And while I understand mothers who commit these crimes are typically mad as f’ing hatters, how they can direct this madness toward their own offspring and, in some cases, consider it altruistic – I will simply never understand.





Only 200? There were 1.21 million in 2005 alone.
Deborah, where did you find that number? Even including cases of infanticide, that is incredibly high.
Angelia, when Amanda graduated college, she went to work at Woodridge but had to leave because she just couldn’t stand the heartbreak. Most of her young patients fortunately had failed at suicide attempts. She told me then that people attempt suicide when they feel they are in such a mess that there is no way out.
Extrapolating on that premise, i would imagine some of these women who kill their children feel there is no one on the earth who would take care of them if the mother were dead. Having had the wonderful of life of love and support i have experienced, i cannot imagine such a thing, and that must be one of the worst feelings in the world.
In our family, everyone loves the little ones and wants to care for them. But i hear young women who are my daughters’ and your peers saying their family is of no help to them. Maybe that is what happened here.
On some “cognitive, rational, thinking-person” level, I understand how these women are mentally ill and often believe they are saving their child or maybe think that by dying with the child they preserve the bond. As a thinking person, I realize this.

Apply what you read ▸
- A) In the comments on mothers who kill their children, where did Amanda go to work after she graduated college?
- B) List every personal name that appears in the comments on mothers who kill their children.

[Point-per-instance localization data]
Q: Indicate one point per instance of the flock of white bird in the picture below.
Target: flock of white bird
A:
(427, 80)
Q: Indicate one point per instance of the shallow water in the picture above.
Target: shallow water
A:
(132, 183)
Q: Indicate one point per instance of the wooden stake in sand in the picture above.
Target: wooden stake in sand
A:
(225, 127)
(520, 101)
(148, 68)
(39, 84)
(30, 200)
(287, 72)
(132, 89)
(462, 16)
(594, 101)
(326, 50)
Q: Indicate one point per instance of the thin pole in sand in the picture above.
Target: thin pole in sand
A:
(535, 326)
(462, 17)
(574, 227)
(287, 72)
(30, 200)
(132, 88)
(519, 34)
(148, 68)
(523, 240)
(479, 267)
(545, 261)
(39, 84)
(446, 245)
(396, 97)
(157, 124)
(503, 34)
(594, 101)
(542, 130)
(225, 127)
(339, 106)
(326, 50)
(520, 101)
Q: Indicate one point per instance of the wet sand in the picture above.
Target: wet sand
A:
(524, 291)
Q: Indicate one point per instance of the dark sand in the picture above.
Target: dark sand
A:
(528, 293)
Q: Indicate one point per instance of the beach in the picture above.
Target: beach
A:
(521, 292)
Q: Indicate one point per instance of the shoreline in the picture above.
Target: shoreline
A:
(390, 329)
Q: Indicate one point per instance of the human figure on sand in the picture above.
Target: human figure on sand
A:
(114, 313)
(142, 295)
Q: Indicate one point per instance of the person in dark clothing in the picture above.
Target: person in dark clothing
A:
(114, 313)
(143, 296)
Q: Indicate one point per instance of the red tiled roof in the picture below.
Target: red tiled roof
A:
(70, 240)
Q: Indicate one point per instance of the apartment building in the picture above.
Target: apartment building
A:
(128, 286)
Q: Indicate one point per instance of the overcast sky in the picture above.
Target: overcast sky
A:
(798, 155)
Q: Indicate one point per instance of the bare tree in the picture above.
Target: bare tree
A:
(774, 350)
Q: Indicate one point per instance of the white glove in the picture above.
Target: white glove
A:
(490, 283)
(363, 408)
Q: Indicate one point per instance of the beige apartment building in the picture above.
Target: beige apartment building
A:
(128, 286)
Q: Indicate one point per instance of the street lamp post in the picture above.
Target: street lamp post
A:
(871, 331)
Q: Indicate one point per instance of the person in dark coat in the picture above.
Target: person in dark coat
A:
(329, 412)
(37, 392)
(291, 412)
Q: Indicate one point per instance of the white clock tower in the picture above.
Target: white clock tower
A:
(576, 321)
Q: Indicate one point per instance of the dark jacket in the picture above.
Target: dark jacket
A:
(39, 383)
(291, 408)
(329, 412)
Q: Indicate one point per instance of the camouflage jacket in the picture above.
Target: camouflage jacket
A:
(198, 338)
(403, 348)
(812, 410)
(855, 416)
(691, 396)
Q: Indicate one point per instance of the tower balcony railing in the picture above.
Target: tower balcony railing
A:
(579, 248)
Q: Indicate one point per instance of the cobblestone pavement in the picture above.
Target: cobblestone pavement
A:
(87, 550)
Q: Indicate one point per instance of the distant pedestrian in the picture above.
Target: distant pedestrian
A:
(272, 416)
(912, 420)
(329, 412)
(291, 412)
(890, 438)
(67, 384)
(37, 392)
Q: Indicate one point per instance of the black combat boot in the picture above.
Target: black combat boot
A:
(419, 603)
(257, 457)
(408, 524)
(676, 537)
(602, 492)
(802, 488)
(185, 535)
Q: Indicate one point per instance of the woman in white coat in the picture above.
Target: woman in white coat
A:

Answers ▸
- A) Woodridge

- B) Deborah, Angelia, Amanda